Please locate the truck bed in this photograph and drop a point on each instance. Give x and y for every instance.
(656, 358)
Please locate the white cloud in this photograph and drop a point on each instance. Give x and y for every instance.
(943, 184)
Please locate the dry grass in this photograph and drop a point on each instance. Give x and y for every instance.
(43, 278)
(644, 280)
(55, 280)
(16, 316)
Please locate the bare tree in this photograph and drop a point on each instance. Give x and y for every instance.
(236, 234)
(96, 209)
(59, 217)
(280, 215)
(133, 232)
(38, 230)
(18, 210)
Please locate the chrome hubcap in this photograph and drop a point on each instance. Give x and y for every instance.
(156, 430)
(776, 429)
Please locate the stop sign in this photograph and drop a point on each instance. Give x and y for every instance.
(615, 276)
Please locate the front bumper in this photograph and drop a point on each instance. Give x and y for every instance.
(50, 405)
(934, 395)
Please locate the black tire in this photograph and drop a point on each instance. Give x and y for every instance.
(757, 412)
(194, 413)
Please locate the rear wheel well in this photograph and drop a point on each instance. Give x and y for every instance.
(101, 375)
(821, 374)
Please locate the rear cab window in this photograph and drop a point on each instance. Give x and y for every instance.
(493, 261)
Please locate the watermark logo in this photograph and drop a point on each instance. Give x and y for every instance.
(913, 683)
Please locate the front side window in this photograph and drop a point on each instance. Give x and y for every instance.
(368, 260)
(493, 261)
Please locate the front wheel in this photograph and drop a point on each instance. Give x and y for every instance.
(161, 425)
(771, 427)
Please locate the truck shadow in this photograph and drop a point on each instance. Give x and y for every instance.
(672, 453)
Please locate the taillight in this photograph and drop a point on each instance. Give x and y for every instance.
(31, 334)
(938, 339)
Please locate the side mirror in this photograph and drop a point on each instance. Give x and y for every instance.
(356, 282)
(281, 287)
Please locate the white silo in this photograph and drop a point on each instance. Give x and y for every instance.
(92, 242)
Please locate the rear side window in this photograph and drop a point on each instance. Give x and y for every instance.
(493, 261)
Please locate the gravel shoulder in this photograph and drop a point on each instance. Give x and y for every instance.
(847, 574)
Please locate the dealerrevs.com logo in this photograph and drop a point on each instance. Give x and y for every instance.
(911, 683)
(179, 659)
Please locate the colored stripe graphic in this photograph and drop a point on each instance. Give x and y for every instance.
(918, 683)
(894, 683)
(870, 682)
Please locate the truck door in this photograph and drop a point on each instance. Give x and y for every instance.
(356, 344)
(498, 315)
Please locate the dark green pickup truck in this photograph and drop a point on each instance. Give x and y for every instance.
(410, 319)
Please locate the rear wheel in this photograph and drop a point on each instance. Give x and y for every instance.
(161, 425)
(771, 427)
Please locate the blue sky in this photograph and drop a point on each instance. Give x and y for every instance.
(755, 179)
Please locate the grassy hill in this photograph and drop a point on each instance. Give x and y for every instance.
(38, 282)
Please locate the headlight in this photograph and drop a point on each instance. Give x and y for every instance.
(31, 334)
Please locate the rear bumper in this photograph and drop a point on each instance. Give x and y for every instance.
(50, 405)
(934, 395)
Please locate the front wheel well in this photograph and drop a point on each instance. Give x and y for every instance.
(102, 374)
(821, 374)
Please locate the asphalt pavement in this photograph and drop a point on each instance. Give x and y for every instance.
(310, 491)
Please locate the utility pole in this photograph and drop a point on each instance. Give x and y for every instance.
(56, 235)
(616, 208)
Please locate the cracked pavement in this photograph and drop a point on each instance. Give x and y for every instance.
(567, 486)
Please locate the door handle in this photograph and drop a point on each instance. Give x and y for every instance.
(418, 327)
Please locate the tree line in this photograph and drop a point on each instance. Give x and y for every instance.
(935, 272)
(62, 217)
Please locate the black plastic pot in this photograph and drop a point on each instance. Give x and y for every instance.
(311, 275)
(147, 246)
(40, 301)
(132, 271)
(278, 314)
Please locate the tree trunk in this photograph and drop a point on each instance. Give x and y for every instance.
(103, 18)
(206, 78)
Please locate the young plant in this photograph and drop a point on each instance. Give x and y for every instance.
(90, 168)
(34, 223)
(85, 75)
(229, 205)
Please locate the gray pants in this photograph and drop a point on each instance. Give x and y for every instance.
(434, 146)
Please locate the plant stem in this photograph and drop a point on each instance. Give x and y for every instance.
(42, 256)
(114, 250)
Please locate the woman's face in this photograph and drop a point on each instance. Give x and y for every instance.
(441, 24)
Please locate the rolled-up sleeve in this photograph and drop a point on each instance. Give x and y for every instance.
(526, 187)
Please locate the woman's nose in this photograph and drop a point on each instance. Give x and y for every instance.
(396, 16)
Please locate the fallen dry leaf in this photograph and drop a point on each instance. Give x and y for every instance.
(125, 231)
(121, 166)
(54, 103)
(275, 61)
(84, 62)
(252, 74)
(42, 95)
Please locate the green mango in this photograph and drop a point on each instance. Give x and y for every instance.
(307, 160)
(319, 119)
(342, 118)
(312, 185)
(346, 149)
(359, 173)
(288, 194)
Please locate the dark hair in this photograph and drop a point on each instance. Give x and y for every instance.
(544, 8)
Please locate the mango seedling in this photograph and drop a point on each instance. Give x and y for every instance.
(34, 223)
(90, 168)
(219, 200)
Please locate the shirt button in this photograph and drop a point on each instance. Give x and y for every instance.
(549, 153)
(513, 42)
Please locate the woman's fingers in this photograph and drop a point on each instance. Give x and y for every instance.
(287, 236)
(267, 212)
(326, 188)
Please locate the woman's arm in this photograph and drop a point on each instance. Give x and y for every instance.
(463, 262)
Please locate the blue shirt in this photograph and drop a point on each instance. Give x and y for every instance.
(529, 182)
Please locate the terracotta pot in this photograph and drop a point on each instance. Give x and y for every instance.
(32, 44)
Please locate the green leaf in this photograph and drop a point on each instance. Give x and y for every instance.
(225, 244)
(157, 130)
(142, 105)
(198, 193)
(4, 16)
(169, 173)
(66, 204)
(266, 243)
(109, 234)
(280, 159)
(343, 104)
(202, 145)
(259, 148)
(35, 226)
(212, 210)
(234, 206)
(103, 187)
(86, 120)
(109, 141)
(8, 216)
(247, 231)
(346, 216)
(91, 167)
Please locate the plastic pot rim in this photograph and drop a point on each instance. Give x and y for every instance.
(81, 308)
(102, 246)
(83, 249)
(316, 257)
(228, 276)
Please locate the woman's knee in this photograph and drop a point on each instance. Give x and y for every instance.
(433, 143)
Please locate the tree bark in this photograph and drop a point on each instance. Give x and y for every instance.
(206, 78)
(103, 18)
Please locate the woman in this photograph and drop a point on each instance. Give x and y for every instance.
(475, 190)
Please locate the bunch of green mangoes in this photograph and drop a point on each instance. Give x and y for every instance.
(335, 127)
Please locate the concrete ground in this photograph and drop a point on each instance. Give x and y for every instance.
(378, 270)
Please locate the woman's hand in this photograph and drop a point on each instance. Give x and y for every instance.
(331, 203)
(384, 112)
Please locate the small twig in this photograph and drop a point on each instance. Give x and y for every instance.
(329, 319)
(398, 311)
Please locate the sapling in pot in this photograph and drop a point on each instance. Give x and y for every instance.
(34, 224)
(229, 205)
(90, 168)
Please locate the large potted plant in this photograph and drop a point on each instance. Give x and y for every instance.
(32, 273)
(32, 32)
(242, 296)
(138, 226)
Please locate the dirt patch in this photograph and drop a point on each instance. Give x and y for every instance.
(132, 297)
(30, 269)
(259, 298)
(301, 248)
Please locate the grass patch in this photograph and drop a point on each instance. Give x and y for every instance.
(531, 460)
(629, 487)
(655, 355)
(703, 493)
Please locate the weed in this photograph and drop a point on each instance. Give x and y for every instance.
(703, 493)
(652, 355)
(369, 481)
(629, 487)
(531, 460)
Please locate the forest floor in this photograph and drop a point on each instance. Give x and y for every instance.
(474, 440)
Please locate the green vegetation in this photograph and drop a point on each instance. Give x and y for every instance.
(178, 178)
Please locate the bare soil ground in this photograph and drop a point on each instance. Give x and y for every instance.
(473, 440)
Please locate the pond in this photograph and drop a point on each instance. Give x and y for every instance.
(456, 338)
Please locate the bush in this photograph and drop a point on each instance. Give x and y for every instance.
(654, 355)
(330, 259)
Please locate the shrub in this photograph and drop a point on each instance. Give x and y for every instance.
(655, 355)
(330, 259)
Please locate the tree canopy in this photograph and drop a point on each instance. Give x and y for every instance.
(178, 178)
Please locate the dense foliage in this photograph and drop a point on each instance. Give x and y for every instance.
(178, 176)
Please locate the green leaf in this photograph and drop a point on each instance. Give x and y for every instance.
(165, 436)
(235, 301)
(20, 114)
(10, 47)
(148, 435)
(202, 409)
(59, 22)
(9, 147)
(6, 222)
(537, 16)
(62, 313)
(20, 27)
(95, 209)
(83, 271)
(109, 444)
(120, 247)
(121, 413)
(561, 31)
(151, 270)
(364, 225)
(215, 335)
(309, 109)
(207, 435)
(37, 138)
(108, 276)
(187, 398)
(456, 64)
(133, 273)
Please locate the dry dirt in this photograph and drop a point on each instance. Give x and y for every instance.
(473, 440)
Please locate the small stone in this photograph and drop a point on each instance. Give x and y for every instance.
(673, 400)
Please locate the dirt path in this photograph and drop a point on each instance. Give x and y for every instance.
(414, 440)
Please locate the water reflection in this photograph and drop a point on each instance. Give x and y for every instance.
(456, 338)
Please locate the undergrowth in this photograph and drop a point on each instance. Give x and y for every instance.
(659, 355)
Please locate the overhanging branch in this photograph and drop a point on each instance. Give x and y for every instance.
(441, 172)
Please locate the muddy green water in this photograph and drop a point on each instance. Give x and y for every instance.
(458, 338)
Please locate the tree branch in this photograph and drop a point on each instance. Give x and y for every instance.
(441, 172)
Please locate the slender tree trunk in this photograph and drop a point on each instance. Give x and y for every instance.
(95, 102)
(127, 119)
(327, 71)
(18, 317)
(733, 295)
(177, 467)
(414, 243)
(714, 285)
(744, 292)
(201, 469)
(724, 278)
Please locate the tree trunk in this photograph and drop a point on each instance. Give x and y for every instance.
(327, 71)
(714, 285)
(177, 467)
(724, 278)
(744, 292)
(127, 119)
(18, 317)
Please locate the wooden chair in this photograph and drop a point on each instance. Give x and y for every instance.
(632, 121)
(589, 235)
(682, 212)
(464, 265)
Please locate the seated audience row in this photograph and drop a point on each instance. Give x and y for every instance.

| BRIEF |
Your output should start at the line containing "Please locate the muddy" and stop at the last line of the material, copied exactly, with nothing else.

| SOLUTION TO THIS EXERCISE |
Please locate the muddy green water in this photograph and drop a point on each instance. Give x and y for every instance.
(458, 338)
Please locate the tree branch in this photograph and drop a point on each instance. Give x and y for every instance.
(441, 172)
Please locate the slender tree trunk in this photograph and drop a point on each instance. Give x and y for every instance.
(95, 102)
(127, 119)
(327, 71)
(18, 317)
(733, 295)
(177, 467)
(414, 243)
(714, 285)
(744, 292)
(201, 469)
(724, 278)
Please locate the tree trunk in this photograph and drop a point on each instance. Give x and y for every instance.
(327, 71)
(714, 285)
(177, 467)
(724, 278)
(744, 292)
(127, 119)
(18, 317)
Please locate the wooden chair in this photograph and drop a point on each instance. Give x and y for every instance.
(632, 121)
(589, 235)
(682, 212)
(464, 265)
Please locate the seated audience row in this photograph and drop a point on each instance. Give x and y for every instance.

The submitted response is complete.